▶ _EXERCISE AIM_:
Copy the records below word for word, keeping every line in its original order, and leave out the pictures.

--------------------------------

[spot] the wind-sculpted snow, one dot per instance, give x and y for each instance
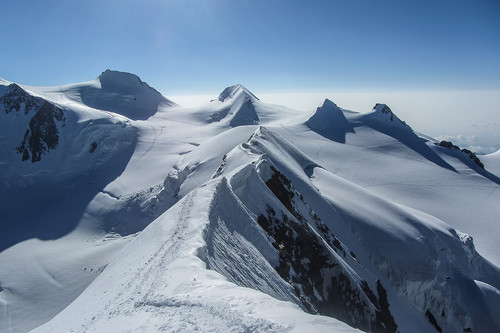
(122, 93)
(236, 215)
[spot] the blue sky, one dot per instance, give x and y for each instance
(200, 47)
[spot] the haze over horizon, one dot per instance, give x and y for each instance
(435, 64)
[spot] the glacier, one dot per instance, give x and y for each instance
(124, 211)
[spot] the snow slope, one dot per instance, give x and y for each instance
(126, 212)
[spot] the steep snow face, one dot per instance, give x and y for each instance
(44, 141)
(329, 121)
(119, 92)
(237, 107)
(236, 227)
(159, 284)
(321, 263)
(492, 162)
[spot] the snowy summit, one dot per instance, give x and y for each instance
(123, 211)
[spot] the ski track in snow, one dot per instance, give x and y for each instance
(367, 182)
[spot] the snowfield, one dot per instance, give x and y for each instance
(123, 211)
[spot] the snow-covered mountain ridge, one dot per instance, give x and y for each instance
(124, 211)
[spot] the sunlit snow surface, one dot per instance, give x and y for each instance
(147, 216)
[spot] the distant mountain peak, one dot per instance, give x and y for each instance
(122, 82)
(232, 91)
(329, 121)
(383, 109)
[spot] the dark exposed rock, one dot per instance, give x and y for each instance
(42, 133)
(16, 98)
(319, 280)
(93, 147)
(472, 156)
(433, 320)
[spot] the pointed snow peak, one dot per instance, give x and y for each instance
(382, 111)
(326, 115)
(383, 108)
(122, 82)
(232, 91)
(329, 121)
(328, 104)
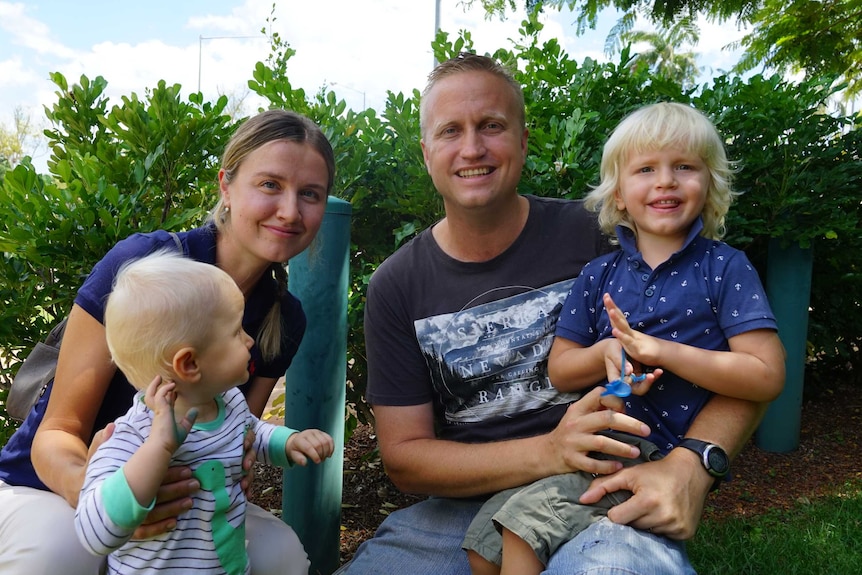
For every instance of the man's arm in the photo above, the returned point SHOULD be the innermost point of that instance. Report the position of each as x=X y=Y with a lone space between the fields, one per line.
x=669 y=494
x=418 y=462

--------------------------------

▶ _SOLUTION FOR THIS TASK_:
[spot] the wind-sculpted snow, one dot per instance, give x and y for each instance
(122, 93)
(236, 215)
[spot] the blue sky, one dot per instance, give x and y for each instance
(200, 47)
[spot] the haze over horizon, one dot per instance, give x and y for each instance
(435, 64)
[spot] the glacier, one dot per instance, give x and y for each instance
(124, 211)
[spot] the snow slope, one dot per instance, give x and y for each instance
(126, 212)
[spot] the steep snow face, one dot per instance, give x and y for each instance
(44, 141)
(329, 121)
(119, 92)
(237, 107)
(236, 227)
(159, 284)
(321, 263)
(492, 162)
[spot] the snowy summit, one dot per instance, give x and y for each instance
(123, 211)
[spot] the ski track in snow, one dot per instance, give x and y for each instance
(367, 182)
[spot] the snowfield, one dot per instance, give x and y for each instance
(123, 211)
[spot] the snow-covered mountain ridge, one dot per instance, give x and y for each instance
(124, 211)
[spot] the sunlit snow surface, one dot per instance, give x and y for each instance
(147, 216)
[spot] the distant mountain peak, one dot per instance, give x and y for each instance
(122, 82)
(232, 91)
(329, 121)
(383, 109)
[spot] the dark exposed rock, one dot per instance, give x and y for each instance
(42, 133)
(16, 98)
(319, 280)
(93, 147)
(472, 156)
(433, 320)
[spot] the pointed snow peak, one dot per instance, give x and y for each instance
(382, 111)
(326, 115)
(383, 108)
(122, 82)
(232, 91)
(329, 121)
(328, 104)
For every instance of the man's arm in the photo above, the returned point SHOULD be the innermost point of that instance. Report the position of each as x=X y=Y with a lone space between the fields, one per line.
x=669 y=494
x=418 y=462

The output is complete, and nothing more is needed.